- **Texto de lectura**
———
VI. Intermisión. Déjame que otro instante detenga ahora el tiempo. Deseo mostrártelo. Estás sola, sentada en una terraza. Hay una taza de café y fumas un cigarrillo mientras hojeas un libro. ¿Por qué no este mismo? ¿Por qué no este tomo que tienes frente a ti? Al rato, un camarero llega hasta tu mesa. Te acerca una bandejita de plata con una nota manuscrita doblada por la mitad. Lo miras. La miras. La coges. Das las gracias. Se retira. Cierras el libro. La desdoblas. La lees:
«Le ruego que me disculpe. No tengo intención alguna de ofenderla. No deseo que mis palabras le molesten. Perdone que no me presente. Quien yo sea ahora es lo de menos. He estado sentado cerca de usted desde hace un buen rato, contemplándola, y no he podido reprimir la necesidad de expresarle por escrito el impacto que me ha causado. No vale la pena que me busque, no me verá. Ya me he marchado. No nos volveremos a ver nunca más. Lo único que quiero es que conozca el júbilo que mi corazón ha sentido mientras la observaba. Nada más. Consideré justo que lo supiese y que con ello tuviese claro que alguna vez en su vida, desconozco los otros casos, usted logró infundir felicidad en el alma de un semejante. Muchas gracias».
Terminas de leer. No puedes evitarlo: buscas con la mirada a tu destinatario. Hay cerca tres mesas. Dos están ocupadas; una, vacía. Encima hay una taza de café y un cenicero; dentro, cenizas. Deberían ser de un cigarrillo como el tuyo, piensas. Vuelves a doblar la nota. La guardas en el bolso. Abres de nuevo el libro. Compruebas que algo ha cambiado. El tomo es el mismo, pero tú no estás en una terraza y no hay camarero alguno que te haya entregado algo en una bandejita de plata. Sólo estabas leyendo esto. Gracias por este instante. Que siga fluyendo ahora el tiempo. Como siempre.
VII. Bibliotecas y cementerios. Para un bibliófilo, pocos sonidos son tan estridentes como la llamada que silenciosamente hacen los libros cuando los miras en sus anaqueles durante el paseo respetuoso por las librerías donde duermen. Ahí, la mayoría, siempre la inmensa mayoría, yace en el cementerio del olvido o del recuerdo vago, efímero, sutil…
Cementerio he dicho; “cementerio”, ‘terreno, generalmente cercado, destinado a enterrar cadáveres’, según el diccionario. ¿No es acaso eso una biblioteca? ¿Qué son los libros sino los restos de quienes los compusieron, la prueba de que existieron, la muestra intelectual de su presencia entre nosotros?
Mas, ¿qué vendrían a ser los cementerios en esta suerte de analogía inversa? Bibliotecas. Enormes bibliotecas que contienen libros biológicos. Palabras, volúmenes, cuerpos, efimeridad y eternidad. Nos llaman silenciosamente los muertos. Sus lingüísticos huesos cloquean por el tiempo pasado. Los años de los tomos son los de todos y cada uno de los minutos que sus lectores le han dedicado.
———
- **Material proporcionado**
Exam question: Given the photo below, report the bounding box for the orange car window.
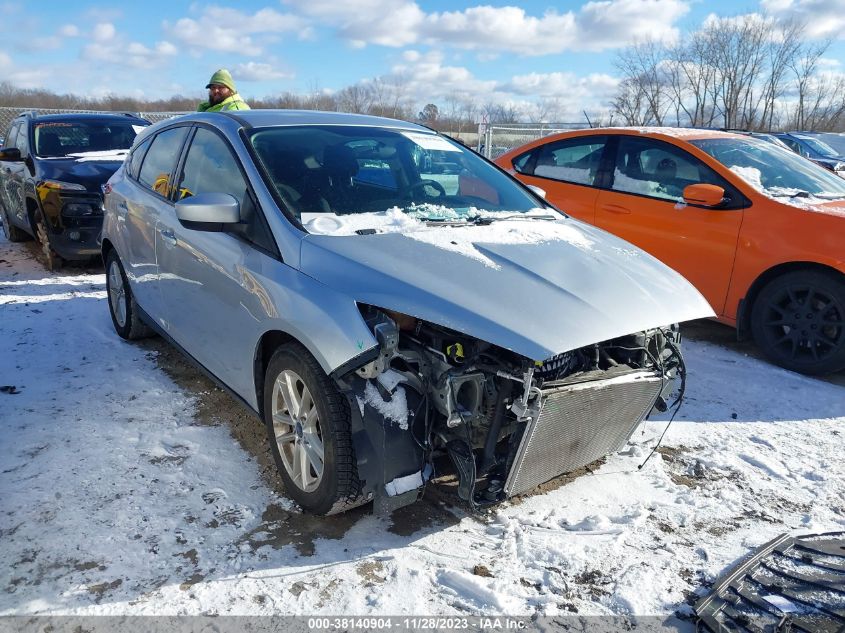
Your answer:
———
- **Consignas**
1 - Indica si cada afirmación coincide con el texto de lectura. Contesta sí o no y copia las palabras del texto que lo deciden. (a) Un camarero trae la nota en una bandejita de plata. (b) Quien escribe la nota dice que volverán a verse. (c) De las tres mesas cercanas, todas están ocupadas.
2 - Según el texto de lectura, ¿qué hay encima de la mesa vacía?

- **Soluciones por tarea**
1 -
(a) Sí: «Te acerca una bandejita de plata con una nota manuscrita doblada por la mitad».
(b) No: «No nos volveremos a ver nunca más».
(c) No: «Dos están ocupadas; una, vacía».

2 - Una taza de café y un cenicero con cenizas.